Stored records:
*-*-*
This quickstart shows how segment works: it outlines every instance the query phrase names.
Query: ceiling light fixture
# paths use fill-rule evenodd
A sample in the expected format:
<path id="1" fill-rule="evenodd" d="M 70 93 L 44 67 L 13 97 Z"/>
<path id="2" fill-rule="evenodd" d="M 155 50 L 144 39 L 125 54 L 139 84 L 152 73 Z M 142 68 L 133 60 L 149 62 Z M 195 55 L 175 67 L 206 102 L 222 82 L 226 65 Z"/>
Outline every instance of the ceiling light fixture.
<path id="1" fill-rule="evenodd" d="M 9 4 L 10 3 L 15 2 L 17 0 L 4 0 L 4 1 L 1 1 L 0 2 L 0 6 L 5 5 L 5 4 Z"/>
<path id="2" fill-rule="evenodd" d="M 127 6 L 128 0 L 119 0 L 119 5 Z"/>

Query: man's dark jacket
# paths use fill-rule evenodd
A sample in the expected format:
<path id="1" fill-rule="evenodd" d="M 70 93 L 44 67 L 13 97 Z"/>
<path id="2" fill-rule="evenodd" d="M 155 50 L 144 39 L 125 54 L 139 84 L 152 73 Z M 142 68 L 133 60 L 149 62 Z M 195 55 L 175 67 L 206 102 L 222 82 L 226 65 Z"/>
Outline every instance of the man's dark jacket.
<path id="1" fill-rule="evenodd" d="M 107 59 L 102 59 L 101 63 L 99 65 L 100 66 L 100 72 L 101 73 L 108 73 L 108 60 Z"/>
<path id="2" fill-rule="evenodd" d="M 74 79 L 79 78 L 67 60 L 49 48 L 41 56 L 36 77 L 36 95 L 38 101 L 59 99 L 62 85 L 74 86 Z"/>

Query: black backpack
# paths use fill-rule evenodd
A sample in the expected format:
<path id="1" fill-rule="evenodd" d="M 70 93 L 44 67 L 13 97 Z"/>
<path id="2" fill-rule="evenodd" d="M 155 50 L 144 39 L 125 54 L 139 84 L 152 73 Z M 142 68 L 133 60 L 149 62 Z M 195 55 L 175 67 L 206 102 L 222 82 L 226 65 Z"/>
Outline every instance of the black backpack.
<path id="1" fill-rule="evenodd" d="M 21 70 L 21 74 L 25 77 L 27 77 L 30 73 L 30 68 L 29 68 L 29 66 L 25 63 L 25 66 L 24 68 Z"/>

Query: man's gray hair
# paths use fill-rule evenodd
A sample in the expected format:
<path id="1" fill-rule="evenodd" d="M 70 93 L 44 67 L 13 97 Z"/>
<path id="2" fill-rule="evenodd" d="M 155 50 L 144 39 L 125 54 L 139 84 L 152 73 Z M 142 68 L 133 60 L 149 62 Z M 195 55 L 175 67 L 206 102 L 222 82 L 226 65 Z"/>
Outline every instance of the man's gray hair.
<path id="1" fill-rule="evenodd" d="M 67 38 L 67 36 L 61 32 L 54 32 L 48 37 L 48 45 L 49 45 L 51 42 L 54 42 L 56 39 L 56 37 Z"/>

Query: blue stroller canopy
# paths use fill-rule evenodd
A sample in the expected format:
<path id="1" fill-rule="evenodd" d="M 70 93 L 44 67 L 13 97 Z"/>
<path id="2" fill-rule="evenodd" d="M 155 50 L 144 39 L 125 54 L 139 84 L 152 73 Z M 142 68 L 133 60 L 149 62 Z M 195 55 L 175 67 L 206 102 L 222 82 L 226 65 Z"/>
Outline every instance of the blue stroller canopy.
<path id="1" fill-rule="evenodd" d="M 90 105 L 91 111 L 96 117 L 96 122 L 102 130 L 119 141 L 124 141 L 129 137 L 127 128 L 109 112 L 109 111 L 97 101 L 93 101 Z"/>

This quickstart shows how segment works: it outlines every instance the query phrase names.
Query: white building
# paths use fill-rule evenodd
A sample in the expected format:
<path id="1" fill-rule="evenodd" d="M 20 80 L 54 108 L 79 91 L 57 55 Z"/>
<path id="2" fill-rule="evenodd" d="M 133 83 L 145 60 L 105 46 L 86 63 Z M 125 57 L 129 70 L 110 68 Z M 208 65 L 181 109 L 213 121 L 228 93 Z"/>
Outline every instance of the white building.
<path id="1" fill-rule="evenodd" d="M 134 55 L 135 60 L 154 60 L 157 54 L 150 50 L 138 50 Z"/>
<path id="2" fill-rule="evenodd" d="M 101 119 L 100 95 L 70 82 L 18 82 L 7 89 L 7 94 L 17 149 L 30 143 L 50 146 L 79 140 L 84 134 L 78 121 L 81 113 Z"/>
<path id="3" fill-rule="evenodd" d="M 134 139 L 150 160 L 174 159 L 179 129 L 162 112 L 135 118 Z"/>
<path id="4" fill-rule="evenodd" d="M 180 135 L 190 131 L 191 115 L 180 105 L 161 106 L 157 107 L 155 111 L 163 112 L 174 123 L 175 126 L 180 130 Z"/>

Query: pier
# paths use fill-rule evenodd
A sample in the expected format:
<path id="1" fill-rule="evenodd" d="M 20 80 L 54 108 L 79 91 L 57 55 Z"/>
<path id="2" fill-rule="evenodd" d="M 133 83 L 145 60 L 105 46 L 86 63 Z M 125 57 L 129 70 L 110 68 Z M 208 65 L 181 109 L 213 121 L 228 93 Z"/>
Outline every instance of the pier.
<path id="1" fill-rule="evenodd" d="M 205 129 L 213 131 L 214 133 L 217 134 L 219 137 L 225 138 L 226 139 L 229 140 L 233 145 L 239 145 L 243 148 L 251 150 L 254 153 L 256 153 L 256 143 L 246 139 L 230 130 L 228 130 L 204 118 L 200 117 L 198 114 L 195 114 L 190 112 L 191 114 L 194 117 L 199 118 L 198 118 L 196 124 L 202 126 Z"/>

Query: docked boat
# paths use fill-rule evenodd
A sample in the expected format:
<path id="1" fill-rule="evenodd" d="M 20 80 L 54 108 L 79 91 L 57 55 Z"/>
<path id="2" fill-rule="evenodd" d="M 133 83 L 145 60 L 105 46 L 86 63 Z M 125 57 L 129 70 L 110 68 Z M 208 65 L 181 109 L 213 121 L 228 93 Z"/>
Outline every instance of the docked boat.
*-*-*
→ EXERCISE:
Please reproduce the lines of the listing starting at the line containing "Query: black backpack" and ending at the line containing "67 38 L 67 36", both included.

→ SOLVED EXERCISE:
Query: black backpack
# paths use fill-rule evenodd
A sample in the expected format:
<path id="1" fill-rule="evenodd" d="M 70 93 L 44 67 L 13 97 Z"/>
<path id="2" fill-rule="evenodd" d="M 155 50 L 144 39 L 125 54 L 139 84 L 152 73 Z M 142 68 L 133 60 L 149 62 Z M 195 55 L 175 67 L 206 102 L 222 82 L 226 65 Z"/>
Outline every instance of the black backpack.
<path id="1" fill-rule="evenodd" d="M 21 70 L 21 74 L 25 77 L 27 77 L 30 73 L 30 68 L 29 68 L 29 66 L 25 63 L 25 66 L 24 68 Z"/>

Query: man's gray hair
# paths use fill-rule evenodd
A sample in the expected format:
<path id="1" fill-rule="evenodd" d="M 70 93 L 44 67 L 13 97 Z"/>
<path id="2" fill-rule="evenodd" d="M 155 50 L 144 39 L 125 54 L 139 84 L 152 73 Z M 142 68 L 133 60 L 149 62 Z M 195 55 L 175 67 L 206 102 L 222 82 L 226 65 Z"/>
Outline every instance of the man's gray hair.
<path id="1" fill-rule="evenodd" d="M 67 38 L 67 36 L 61 32 L 54 32 L 48 37 L 48 45 L 49 45 L 51 42 L 54 42 L 56 39 L 56 37 Z"/>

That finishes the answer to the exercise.